→ **WORK INSTRUCTIONS**:
• A. In the medication help text, what should you compare if you find two similar medications or a medication you thought was stopped?
• B. Decide whether each statement agrees with the medication help text, answering yes or no and quoting the words that decide it: (i) Brookhaven-related medications may show up in the Silent Hill Health portal when they are part of your medical record. (ii) A person managing someone else's care can always see every medication detail. (iii) The right contact is the same no matter what the issue is.
• C. Duplicate a section of the medication help text, starting at the words "Check for labels" and ending after "your medication list.".

→ **TEXT PASSAGE**:
»»

Medication safety: If you see two similar medications, two different doses, or a medication you thought was stopped, do not guess. Compare the bottle, discharge paperwork, and portal list, then contact the pharmacy or care team.
For medication-list problems, review Correct a wrong, missing, or duplicate medication in your portal.
Brookhaven and sensitive medications
Brookhaven-related medications and medication monitoring may appear in the Silent Hill Health portal when they are part of your medical record. Some behavioral health, substance-related, proxy, minor/dependent, or safety-related information may have additional privacy or access rules.
If you manage care for someone else, some medication information may be visible to you, while other medication details may be limited by Brookhaven privacy, proxy access, consent, or records-release rules.
Check for labels such as:
Brookhaven Review Sensitive Medication Proxy Access Limited Request Through Records Provider Review
For more detail, review Understand Brookhaven test result privacy and Why Brookhaven results may not appear right away.
Who to contact
The best contact depends on whether the issue is about filling, safety, cost, instructions, pharmacy location, or your medication list.

««

→ **RECORDED INFORMATION**:
»»

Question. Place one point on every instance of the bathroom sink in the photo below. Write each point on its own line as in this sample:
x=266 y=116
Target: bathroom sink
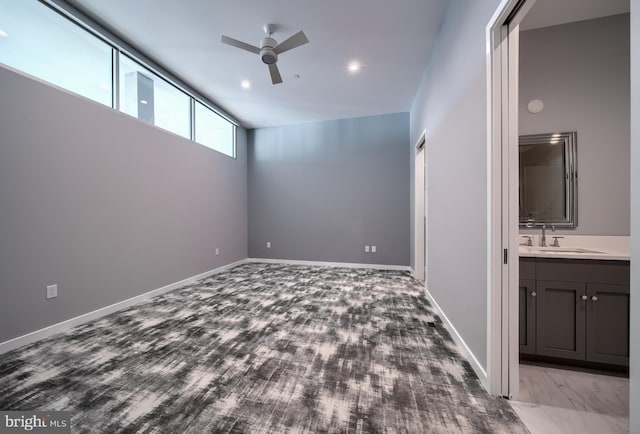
x=568 y=250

««

→ **SOLUTIONS FOR EACH TASK**:
• A. The bottle, the discharge paperwork, and the portal list.

• B.
(i) Yes: "Brookhaven-related medications and medication monitoring may appear in the Silent Hill Health portal when they are part of your medical record."
(ii) No: "some medication information may be visible to you, while other medication details may be limited by Brookhaven privacy, proxy access, consent, or records-release rules."
(iii) No: "The best contact depends on whether the issue is about filling, safety, cost, instructions, pharmacy location, or your medication list."

• C.
Check for labels such as:
Brookhaven Review Sensitive Medication Proxy Access Limited Request Through Records Provider Review
For more detail, review Understand Brookhaven test result privacy and Why Brookhaven results may not appear right away.
Who to contact
The best contact depends on whether the issue is about filling, safety, cost, instructions, pharmacy location, or your medication list.